_THE TASK_
From the records below, please repeat exactly the line that has "Target: white canopy structure", the line that has "## Quickstart", and every line between them, and nothing else.

Items from a data source
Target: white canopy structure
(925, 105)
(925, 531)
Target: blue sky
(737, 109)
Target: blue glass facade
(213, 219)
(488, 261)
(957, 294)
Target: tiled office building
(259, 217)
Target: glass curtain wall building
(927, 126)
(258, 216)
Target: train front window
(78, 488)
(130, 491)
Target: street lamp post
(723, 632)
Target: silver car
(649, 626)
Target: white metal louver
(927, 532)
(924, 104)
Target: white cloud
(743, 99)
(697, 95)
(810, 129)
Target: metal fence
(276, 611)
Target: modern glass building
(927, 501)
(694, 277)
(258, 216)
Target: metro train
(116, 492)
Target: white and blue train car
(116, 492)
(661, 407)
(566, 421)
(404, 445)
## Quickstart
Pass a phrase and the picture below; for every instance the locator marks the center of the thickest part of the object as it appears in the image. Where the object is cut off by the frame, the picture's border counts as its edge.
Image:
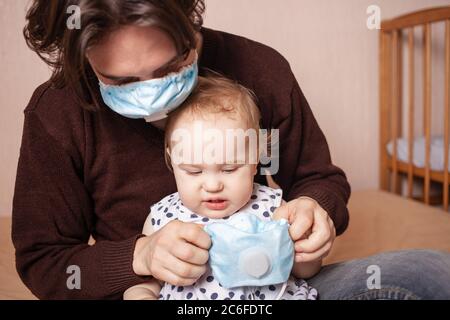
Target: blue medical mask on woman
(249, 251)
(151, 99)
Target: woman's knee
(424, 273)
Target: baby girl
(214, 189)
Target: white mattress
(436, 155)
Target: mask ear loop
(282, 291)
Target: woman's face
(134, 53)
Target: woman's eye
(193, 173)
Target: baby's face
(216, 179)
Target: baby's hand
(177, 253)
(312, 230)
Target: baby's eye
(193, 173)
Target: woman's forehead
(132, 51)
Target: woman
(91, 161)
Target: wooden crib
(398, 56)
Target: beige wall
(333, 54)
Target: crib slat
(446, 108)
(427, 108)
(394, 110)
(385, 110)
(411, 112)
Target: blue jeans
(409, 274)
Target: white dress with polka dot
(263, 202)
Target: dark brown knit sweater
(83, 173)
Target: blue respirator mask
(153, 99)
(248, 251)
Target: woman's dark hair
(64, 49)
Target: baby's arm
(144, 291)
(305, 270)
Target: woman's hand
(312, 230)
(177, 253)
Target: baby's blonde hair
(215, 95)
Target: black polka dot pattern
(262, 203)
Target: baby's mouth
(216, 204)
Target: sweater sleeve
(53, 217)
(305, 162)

==

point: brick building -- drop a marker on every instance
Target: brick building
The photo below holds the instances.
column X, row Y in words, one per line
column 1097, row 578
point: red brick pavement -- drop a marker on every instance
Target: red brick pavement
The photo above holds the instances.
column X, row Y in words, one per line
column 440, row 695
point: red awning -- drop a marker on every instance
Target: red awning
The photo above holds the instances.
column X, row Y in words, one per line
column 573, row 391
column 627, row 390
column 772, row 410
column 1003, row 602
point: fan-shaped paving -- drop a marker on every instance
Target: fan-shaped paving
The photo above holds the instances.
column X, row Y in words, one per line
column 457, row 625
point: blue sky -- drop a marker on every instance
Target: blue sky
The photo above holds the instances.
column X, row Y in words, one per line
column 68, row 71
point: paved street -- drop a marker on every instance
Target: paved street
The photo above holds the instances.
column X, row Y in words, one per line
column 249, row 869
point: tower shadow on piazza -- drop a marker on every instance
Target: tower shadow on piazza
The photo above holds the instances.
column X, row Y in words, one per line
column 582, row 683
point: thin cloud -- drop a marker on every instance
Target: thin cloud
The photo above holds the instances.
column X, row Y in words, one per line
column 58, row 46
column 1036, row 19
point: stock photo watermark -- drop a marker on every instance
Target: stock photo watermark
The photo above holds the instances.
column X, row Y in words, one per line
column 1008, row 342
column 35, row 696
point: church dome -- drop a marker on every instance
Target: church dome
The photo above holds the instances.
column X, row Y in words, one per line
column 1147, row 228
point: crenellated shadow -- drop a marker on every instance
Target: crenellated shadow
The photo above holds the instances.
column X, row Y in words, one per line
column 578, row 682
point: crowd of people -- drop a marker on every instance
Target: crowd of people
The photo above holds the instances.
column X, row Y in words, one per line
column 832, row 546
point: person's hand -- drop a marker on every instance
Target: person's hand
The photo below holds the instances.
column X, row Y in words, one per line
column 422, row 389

_REPLY TO THE EXERCISE_
Target: white canopy structure
(925, 105)
(925, 531)
Target: blue sky
(737, 109)
Target: blue glass facade
(213, 219)
(488, 261)
(957, 294)
Target: tiled office building
(259, 217)
Target: glass curtain wall building
(927, 126)
(258, 216)
Target: train front window
(78, 488)
(130, 491)
Target: street lamp post
(723, 632)
Target: silver car
(649, 626)
Target: white metal louver
(927, 532)
(924, 104)
Target: white cloud
(743, 99)
(697, 95)
(810, 129)
Target: metal fence
(276, 611)
Target: modern glass building
(927, 501)
(694, 277)
(258, 216)
Target: metro train
(116, 492)
Target: white and blue train car
(116, 492)
(661, 407)
(566, 421)
(404, 445)
## Quickstart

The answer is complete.